ОТРЫВОК ДЛЯ ЧТЕНИЯ:
Хайдеггер однажды заметил: «Только человек умирает. Животное околевает. У него нет смерти ни впереди, ни позади него» (1; 324). И есть еще одно существенное отличие, задающее границу между животным миром и бытием человека – кладбище. Незримое присутствие смерти становится осязаемым, видимым, мучительным и – страстным на границе города живых и мертвых. Кладбище влечет таинственностью, торжественностью своего гробового молчания. Здесь, на границе двух полисов существования как-то иначе течет время и пространство, изгибаясь в петлю Мебиуса, поглощает всякого ступающего. В городе мертвых власть принадлежит вечности, которая давно поглотила другое «я=которое=умирает». Пространство и время смерти – означающее жизни суверенного Я, некогда отделившегося от природы и дерзко вошедшего в мир могильной тоски. Тоскливый характер смерти обнаруживает потребность человека в тоске. Без этой потребности смерть казалась бы ему легкой. Человек, умирая плохо, удаляется от природы, он порождает иллюзорный, человеческий, обработанный для искусства мир: мы живем в трагическом мире, в искусственной атмосфере, законченной формой которого является трагедия. Для животного нет трагедии, оно не попадает в ловушку «я» (2; 230).

В трагедии есть что-то от с-цены и «плохой» игры главного актера. Даже в могиле с безучастным лицом кто-то исполняет свою последнюю роль мертвеца, при этом все остальные служат фоном его былой доблести. Человек про-игры-вает свою жизнь до конца, тогда как животное остается верным самой жизни. Животное оставляет тело в его естественном состоянии разложения, не пытаясь вуалировать смерть запахами, цветами и знаковыми формами. Человек, напротив, занят маскарадом перевоплощения смерти в воскресение. Похороны, на самом деле, «необходимы обществу прежде всего для того, чтобы «продлить» посмертное (как минимум социальное) существование того или иного индивидуума и таким образом спасти социум от возникновения в нем «неопределенности». Другими словами, основная часть действий в сфере обращения с умершими может рассматриваться как попытка социума заново утвердить порядок, нарушенный смертью» (3; 4). Итак, похороны есть трагедия по «неопределенности», которую несет смерть для живущих, а точнее для «я=которое=умирает».

ЗАПИСИ:
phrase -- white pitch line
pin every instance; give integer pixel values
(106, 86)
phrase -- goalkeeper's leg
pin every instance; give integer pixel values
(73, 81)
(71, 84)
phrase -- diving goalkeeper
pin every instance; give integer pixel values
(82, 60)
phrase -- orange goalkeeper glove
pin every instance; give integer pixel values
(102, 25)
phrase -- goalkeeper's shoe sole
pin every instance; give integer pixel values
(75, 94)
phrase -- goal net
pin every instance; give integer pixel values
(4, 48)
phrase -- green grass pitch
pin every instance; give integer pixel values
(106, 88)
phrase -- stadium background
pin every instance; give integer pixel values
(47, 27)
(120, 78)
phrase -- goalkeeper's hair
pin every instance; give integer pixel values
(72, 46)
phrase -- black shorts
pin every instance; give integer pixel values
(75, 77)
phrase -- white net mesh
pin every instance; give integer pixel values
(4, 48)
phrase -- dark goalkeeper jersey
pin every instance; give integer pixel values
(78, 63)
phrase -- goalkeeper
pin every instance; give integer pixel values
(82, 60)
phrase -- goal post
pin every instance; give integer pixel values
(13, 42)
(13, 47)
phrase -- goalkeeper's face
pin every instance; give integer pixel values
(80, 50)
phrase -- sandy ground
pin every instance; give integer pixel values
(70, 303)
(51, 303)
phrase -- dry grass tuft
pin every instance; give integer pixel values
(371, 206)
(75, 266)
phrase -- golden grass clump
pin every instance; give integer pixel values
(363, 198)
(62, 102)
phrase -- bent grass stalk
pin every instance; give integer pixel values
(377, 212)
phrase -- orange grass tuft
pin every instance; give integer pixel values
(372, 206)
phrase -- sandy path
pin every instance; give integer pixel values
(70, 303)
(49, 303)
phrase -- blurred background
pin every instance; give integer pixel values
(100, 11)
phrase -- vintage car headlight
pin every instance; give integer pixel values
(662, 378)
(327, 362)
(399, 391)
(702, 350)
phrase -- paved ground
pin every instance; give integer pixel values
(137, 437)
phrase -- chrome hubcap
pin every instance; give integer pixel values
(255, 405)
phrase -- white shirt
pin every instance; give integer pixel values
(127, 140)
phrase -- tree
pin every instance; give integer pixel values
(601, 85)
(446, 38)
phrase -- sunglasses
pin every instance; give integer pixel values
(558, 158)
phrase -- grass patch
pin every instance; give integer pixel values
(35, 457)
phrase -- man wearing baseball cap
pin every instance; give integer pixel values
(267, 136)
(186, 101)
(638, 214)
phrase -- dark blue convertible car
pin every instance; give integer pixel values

ЧТО СДЕЛАТЬ:
1: Какое ещё существенное отличие, задающее границу между животным миром и бытием человека, названо в отрывке о смерти и кладбище?
2: Напишите продолжение отрывка о смерти и кладбище, начиная сразу после его последнего предложения.
Записи здесь ни при чём.

РЕШЁННЫЕ ЗАДАЧИ:
1: Кладбище.

2:
Всякая неопределенность зачата в НЕЗНАНИИ, возбужденном беспокойством нашего познающего, сомневающегося ума. Человек у Хайдеггера говорит не потому, что знает, но потому, что обладает принципиальным НЕЗНАНИЕМ. «Кто говорит?» и «Кто умирает?» – два вопроса, первый из которых задан философом, а другой рабом (4;362), предполагают, как ни странно, один ответ. Также как мой язык, но не Я, проговаривает меня, подобным образом поступает смерть. Она придает форму моим мыслям о жизни, дискурсу жизни и ее смыслу. Говорение и умирание – одно и то же. Не об этом ли рассуждает М.Бланшо? «Когда я говорю, через меня говорит смерть. Мои слова как бы предупреждают, что в этот самый миг смерть допускается в мир и внезапно возникает между мной и существом, к которому я обращаюсь: она между нами как разделяющая нас дистанция, но как дистанция, не позволяющая нам быть разлученными, ибо она – условие обоюдной слышимости. Только смерть позволяет мне ухватить то, что мне нужно; в словах – она единственная возможностьих смысла. Без нее все погрузилось бы в абсурд и небытие» (5; 34). Батаево «я=которое=умирает» всегда оказывается говорящим, но никогда уже умершим, т.е. молчащим. Что же тогда хоронит человек?

Смерть предъявляет свое присутствие в похоронах молчания и конституирует свою реальность на кладбище. Кладбище – это бытие Смерти, ее жизнь. «Оставьте мертвым погребать мертвецов», – таким был призыв Христа. Кому же, как не Христу, кто есть Воскресение и Жизнь, знать это. Живой оказывается в невозможности хоронить мертвого, так как последний представляет собой уже иную реальность. На кладбищах принято х(о)ронить молчание, ибо живущим не ведомы ответы усопших. Мертвое тело – это риторический вопрос, абсурдирующий наше познание. На вопрос мертвого «почему» у живого нет ответа «потому». Живое и мертвое находятся в различных универсумах рассуждений, как сказали бы логики, и потому, они не понимают друг друга. Дает ли граница (кладбища) «ощущение различия живого и мертвого»? Неужели «без мертвых нет живых, и наоборот» (6;146)?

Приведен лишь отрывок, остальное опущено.